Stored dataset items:
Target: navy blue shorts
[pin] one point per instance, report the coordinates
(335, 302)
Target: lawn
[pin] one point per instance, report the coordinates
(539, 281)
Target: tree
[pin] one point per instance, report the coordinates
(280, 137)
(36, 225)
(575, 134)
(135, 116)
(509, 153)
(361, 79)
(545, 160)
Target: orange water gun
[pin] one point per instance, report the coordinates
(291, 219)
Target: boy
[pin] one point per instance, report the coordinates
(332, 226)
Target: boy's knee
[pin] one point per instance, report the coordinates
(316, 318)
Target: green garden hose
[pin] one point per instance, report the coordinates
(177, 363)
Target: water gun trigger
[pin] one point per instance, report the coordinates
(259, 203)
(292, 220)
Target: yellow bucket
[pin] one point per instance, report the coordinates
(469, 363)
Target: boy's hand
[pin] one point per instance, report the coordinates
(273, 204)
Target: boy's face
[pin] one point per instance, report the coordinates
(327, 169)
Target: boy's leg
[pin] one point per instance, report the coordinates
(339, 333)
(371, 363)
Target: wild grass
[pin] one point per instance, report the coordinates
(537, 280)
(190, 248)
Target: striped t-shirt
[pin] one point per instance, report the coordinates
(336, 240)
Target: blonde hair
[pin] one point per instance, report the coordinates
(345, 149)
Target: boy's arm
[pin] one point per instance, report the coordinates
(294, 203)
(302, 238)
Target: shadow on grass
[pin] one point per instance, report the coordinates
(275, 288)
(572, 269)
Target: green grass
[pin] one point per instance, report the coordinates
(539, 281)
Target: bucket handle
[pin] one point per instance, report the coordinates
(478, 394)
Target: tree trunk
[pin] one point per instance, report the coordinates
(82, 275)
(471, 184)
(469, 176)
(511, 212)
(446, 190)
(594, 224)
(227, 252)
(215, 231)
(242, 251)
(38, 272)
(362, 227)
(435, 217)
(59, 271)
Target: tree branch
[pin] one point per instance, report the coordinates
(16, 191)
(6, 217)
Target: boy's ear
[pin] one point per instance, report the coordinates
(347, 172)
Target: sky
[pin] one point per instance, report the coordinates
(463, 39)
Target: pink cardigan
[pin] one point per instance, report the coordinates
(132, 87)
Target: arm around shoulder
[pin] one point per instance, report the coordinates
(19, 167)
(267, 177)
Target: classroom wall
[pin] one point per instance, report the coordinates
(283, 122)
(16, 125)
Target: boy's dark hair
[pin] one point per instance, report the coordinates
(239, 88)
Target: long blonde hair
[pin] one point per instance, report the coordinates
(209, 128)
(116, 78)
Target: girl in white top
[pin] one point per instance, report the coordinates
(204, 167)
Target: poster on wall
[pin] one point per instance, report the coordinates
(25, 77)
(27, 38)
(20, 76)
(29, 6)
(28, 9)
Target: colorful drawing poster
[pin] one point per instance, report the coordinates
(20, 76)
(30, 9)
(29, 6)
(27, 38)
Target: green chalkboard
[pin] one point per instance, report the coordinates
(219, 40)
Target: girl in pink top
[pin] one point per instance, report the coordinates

> _Stated exercise_: Write out all of the rows above again, swapping every "Target" for "Label" and leaving everything else unchanged.

> _Written answer_:
Label: navy blue shorts
[pin] one point per instance, report the coordinates
(335, 302)
Label: lawn
[pin] one point per instance, report the coordinates
(539, 281)
Label: tree
[pin] one point per instance, report the coordinates
(280, 137)
(36, 225)
(575, 134)
(135, 116)
(509, 153)
(361, 79)
(545, 160)
Label: orange water gun
[pin] one point per instance, report the coordinates
(291, 219)
Label: boy
[pin] one point per instance, report the coordinates
(332, 226)
Label: boy's knee
[pin] one point per instance, report the coordinates
(316, 318)
Label: green garden hose
[pin] one point per instance, report the coordinates
(177, 363)
Label: water gun trigger
[pin] one point per instance, report the coordinates
(259, 203)
(292, 220)
Label: yellow bucket
[pin] one point per instance, report the coordinates
(469, 363)
Label: boy's hand
[pin] one point per instance, report the coordinates
(273, 204)
Label: boy's face
[pin] one point per instance, report the coordinates
(327, 169)
Label: boy's leg
[pin] one point per instance, report the coordinates
(339, 333)
(371, 363)
Label: wild grass
[pin] one point per instance, report the coordinates
(537, 280)
(190, 248)
Label: striped t-shirt
[pin] one point per instance, report the coordinates
(336, 240)
Label: blonde hair
[pin] one point per instance, report the coordinates
(345, 149)
Label: boy's arm
[pin] one point per instance, report the coordinates
(294, 203)
(302, 238)
Label: shadow on grass
[pin] one point per instance, report the coordinates
(275, 288)
(572, 269)
Label: green grass
[pin] one point per instance, report the coordinates
(539, 281)
Label: bucket handle
[pin] one point per instance, report the coordinates
(478, 394)
Label: tree trunk
[pin] one point per instance, report the coordinates
(82, 275)
(471, 184)
(469, 176)
(511, 212)
(446, 190)
(594, 224)
(227, 252)
(215, 231)
(242, 251)
(38, 272)
(362, 227)
(435, 217)
(59, 271)
Label: tree branch
[pin] one point per instance, report the coordinates
(16, 191)
(6, 217)
Label: boy's ear
[pin] one point per instance, report the coordinates
(347, 172)
Label: sky
[pin] one point per instance, report the coordinates
(463, 39)
Label: pink cardigan
[pin] one point per instance, report the coordinates
(132, 87)
Label: arm around shoulder
[pin] one point per instance, report the coordinates
(19, 167)
(267, 177)
Label: classroom wall
[pin] one point per instance, report the coordinates
(283, 122)
(16, 125)
Label: boy's dark hair
[pin] one point per instance, report the coordinates
(239, 88)
Label: long blonde hair
[pin] one point per instance, report the coordinates
(209, 128)
(116, 78)
Label: girl in white top
[pin] one point per instance, report the coordinates
(204, 167)
Label: poster on wall
[pin] one point per instance, report the coordinates
(25, 77)
(27, 38)
(20, 76)
(29, 6)
(28, 9)
Label: colorful drawing poster
[pin] one point per instance, report the coordinates
(20, 76)
(30, 9)
(29, 6)
(27, 38)
Label: green chalkboard
[pin] one point per instance, report the coordinates
(219, 40)
Label: girl in pink top
[pin] one point per instance, report the coordinates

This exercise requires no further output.